Note that ##g## is not a number in ##\phi^3## theory but has dimensions of mass (...) Let us substitute for ##g## a new Q-dependent variable ##\tilde{g}^2=\frac{g^2}{Q^2}##, which is dimensionless. Then,

$$M(Q)=\tilde{g}^2-\frac{1}{32 \pi^2} \tilde{g}^4\text{ln}{ \frac{Q^2}{\Lambda^2}}+... $$

Then we can define a renormalized coupling ##\tilde{g}_R^2=M(Q_0)## (...)
It follows that ##\tilde{g}_R^2## is a formal power series in ##\tilde{g}##:

$$\tilde{g}_R^2=\tilde{g}^2-\frac{1}{32 \pi^2} \tilde{g}^4\text{ln}{ \frac{Q_0^2}{\Lambda^2}}+... $$
(...)

- **GOAL**:
Can you carry on the passage about renormalizing the coupling in φ³ theory from the point where it stops? The material further down plays no part in this.

- **LISTED RECORDS**:
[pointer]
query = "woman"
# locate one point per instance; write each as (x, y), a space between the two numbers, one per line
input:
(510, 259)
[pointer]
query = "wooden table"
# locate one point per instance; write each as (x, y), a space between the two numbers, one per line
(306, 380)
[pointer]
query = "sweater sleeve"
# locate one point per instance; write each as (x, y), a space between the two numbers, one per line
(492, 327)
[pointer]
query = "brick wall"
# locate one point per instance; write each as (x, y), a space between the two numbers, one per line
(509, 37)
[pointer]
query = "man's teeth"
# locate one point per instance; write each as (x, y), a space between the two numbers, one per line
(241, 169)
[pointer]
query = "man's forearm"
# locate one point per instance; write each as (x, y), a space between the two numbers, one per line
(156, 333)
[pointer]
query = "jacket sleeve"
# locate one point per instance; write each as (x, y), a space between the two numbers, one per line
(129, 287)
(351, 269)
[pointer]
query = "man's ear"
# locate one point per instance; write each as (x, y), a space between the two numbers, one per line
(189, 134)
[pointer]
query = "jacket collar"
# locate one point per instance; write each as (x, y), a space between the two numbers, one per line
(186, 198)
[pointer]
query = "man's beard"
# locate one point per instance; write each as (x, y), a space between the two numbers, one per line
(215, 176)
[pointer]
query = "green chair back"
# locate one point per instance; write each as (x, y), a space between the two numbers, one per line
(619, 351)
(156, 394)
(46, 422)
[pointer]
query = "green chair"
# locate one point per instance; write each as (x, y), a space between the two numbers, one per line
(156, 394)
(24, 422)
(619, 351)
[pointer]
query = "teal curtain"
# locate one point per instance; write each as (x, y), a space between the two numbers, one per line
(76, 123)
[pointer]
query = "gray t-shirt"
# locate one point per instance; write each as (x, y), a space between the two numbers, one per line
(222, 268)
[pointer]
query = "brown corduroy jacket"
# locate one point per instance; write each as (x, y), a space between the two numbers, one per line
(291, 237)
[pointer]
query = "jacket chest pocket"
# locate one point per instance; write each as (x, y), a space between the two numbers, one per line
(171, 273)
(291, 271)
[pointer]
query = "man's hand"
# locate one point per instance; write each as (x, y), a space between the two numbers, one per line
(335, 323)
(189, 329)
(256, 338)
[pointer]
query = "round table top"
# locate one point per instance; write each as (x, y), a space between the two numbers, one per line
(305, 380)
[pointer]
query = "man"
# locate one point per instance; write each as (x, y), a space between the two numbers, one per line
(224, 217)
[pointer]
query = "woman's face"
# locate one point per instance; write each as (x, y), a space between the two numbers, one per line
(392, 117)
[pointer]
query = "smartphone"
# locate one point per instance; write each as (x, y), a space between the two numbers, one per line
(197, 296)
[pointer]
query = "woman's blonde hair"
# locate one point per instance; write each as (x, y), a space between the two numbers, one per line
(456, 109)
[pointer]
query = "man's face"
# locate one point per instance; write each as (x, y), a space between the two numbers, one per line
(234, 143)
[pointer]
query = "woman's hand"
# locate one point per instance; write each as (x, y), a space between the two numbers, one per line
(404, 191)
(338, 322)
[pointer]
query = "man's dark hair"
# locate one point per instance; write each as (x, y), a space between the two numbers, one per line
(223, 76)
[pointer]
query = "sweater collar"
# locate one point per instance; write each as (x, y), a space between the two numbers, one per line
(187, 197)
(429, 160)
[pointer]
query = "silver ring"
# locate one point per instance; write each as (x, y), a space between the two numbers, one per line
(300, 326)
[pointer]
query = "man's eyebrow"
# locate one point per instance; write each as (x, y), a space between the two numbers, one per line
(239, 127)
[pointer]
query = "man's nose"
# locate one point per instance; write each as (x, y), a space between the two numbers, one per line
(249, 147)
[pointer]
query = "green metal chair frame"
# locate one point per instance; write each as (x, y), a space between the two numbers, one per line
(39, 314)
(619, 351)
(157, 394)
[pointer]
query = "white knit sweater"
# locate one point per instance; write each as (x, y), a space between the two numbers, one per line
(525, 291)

- **TASK RESULT**:
Substituting into ... produces a prediction fo rthe matrix element at the scale Q in terms of the matrix element at the scale ##Q_0##

$$M(Q)=\tilde{g}_R^2-\frac{1}{32 \pi^2} \tilde{g}_R^4\text{ln}{ \frac{Q^2}{Q_0^2}}+... $$

(End quote)

So I've got a real issue with this derivation, it looks like he's treating the ##\tilde{g}##s in the 2nd and 3rd equations as being the same when this is clearly not so. Shouldn't the two be related by
$$\tilde{g}^2(Q)=\frac{Q_0^2}{Q^2}\tilde{g}^2(Q_0)?$$ I'm very confused.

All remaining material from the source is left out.